*** Source material

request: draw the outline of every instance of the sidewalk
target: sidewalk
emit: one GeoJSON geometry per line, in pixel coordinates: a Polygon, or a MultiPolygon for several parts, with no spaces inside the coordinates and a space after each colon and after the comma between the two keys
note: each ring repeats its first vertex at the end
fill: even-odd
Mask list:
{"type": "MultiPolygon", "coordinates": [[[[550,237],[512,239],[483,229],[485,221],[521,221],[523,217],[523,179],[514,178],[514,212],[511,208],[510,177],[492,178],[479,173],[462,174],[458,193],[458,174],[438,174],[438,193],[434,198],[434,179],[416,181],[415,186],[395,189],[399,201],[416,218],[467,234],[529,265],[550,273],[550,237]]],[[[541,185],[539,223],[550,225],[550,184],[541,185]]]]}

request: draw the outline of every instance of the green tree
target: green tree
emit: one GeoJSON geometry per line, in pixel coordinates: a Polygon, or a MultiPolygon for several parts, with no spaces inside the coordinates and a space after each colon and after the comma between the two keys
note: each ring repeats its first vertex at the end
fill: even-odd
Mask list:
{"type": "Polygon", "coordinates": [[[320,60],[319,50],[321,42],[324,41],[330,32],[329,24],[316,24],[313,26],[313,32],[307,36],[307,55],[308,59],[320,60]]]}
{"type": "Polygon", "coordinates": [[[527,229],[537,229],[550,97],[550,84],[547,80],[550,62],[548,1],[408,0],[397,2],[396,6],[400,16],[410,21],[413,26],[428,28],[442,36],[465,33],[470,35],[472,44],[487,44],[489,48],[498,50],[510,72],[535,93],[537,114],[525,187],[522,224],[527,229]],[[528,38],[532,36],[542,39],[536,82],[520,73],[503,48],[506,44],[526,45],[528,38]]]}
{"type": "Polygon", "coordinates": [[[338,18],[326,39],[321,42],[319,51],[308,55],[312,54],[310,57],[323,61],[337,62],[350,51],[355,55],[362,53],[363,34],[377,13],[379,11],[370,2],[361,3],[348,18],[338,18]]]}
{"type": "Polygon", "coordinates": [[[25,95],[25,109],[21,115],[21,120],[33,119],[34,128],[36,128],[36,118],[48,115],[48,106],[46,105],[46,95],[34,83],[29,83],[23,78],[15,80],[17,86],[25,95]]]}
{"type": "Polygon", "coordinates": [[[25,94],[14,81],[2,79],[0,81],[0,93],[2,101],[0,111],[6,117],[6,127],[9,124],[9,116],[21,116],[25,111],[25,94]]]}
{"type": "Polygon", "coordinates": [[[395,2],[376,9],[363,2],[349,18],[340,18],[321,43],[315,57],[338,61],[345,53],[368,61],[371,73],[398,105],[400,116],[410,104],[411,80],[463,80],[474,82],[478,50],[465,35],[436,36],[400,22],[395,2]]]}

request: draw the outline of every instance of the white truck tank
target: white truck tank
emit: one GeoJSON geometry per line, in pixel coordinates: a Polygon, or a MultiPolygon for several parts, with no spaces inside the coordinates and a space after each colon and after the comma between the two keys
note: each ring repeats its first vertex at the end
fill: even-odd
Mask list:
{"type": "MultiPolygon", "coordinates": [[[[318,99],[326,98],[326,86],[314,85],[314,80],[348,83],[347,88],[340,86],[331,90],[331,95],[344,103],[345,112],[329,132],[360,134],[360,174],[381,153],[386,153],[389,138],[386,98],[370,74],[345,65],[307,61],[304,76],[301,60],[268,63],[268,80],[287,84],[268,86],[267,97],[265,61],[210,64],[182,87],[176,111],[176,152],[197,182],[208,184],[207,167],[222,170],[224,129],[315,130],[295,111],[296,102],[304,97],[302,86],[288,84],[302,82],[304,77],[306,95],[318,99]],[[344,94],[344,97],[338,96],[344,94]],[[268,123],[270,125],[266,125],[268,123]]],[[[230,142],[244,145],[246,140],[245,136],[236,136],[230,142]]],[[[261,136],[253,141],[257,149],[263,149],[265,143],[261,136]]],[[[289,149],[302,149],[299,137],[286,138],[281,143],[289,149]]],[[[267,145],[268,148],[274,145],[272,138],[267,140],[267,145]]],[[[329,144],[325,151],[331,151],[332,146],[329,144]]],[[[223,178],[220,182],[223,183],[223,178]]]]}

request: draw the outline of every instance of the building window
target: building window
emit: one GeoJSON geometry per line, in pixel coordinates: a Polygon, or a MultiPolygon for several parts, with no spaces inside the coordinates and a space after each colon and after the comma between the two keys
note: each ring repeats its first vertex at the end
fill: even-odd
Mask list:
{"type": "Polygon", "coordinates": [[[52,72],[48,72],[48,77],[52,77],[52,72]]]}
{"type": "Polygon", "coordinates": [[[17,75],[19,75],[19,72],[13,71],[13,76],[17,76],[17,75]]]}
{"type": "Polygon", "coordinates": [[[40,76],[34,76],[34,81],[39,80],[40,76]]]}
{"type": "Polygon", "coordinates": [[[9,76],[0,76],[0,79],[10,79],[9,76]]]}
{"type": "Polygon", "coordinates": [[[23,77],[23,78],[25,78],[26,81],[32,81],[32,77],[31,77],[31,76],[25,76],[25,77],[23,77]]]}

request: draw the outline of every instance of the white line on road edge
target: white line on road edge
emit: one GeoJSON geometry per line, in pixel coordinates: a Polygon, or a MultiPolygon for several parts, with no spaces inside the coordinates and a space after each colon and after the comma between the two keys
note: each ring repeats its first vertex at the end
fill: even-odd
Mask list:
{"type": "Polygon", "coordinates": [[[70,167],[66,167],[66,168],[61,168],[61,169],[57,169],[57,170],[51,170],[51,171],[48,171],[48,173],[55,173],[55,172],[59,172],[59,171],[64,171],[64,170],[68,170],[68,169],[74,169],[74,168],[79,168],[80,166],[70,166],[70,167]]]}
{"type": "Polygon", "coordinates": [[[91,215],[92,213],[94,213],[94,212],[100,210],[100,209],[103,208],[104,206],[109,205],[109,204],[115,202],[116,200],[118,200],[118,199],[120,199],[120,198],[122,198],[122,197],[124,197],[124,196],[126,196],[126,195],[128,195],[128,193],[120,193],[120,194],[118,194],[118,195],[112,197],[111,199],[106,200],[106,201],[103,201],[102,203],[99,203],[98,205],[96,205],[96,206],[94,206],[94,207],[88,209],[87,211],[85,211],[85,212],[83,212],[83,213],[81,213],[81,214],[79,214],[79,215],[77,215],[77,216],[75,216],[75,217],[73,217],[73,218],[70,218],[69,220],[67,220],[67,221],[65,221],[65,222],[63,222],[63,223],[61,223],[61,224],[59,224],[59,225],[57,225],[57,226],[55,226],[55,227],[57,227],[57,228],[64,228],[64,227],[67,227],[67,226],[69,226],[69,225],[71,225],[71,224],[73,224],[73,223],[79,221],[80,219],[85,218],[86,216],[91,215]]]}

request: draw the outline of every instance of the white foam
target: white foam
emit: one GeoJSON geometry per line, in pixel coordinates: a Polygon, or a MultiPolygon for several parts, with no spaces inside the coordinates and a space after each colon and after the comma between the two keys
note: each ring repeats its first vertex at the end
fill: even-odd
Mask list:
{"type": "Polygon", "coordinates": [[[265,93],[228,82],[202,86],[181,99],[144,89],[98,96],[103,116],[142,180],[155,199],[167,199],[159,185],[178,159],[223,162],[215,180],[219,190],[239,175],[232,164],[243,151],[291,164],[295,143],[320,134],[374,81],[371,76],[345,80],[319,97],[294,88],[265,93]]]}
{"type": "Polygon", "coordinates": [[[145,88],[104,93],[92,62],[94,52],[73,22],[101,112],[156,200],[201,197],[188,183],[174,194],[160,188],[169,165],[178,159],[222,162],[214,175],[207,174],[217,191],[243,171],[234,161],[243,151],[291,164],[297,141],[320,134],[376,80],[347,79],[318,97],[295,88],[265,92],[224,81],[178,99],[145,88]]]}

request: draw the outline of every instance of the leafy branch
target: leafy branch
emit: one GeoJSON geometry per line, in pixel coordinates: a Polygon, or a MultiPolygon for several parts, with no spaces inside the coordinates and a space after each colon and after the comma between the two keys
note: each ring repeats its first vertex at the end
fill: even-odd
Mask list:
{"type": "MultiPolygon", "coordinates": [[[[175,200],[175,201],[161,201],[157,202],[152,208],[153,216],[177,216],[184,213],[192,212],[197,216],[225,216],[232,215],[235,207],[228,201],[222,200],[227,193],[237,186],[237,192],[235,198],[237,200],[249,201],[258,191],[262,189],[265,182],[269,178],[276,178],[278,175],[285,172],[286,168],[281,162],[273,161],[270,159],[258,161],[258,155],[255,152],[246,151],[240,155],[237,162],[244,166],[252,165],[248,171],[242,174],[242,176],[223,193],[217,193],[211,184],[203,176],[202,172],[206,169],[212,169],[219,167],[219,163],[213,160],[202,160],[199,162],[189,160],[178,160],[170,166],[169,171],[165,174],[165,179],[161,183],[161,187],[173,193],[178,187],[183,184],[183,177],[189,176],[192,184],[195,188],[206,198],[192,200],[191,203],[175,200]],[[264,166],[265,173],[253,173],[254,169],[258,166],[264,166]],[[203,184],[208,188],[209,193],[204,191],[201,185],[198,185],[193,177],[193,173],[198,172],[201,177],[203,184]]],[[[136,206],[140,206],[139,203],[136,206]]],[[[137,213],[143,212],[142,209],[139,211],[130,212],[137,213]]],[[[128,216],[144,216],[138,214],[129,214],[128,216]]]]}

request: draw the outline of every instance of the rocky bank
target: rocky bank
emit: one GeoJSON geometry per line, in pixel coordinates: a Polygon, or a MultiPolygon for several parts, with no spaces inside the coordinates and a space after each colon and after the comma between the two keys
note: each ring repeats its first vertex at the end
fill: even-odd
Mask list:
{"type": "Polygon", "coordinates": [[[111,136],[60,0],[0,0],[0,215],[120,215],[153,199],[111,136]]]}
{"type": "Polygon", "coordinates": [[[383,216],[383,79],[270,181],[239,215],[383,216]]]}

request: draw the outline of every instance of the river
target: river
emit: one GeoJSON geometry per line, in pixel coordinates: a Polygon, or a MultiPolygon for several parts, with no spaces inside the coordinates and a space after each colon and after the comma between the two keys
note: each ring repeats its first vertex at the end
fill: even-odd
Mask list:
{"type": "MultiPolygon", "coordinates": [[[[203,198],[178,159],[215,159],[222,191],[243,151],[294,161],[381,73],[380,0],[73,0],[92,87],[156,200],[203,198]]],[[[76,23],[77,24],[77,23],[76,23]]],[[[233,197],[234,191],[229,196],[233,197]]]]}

******

Exercise prompt :: Work out how many lines of the entries contain the word "tank", and answer with that number alone.

Output below :: 2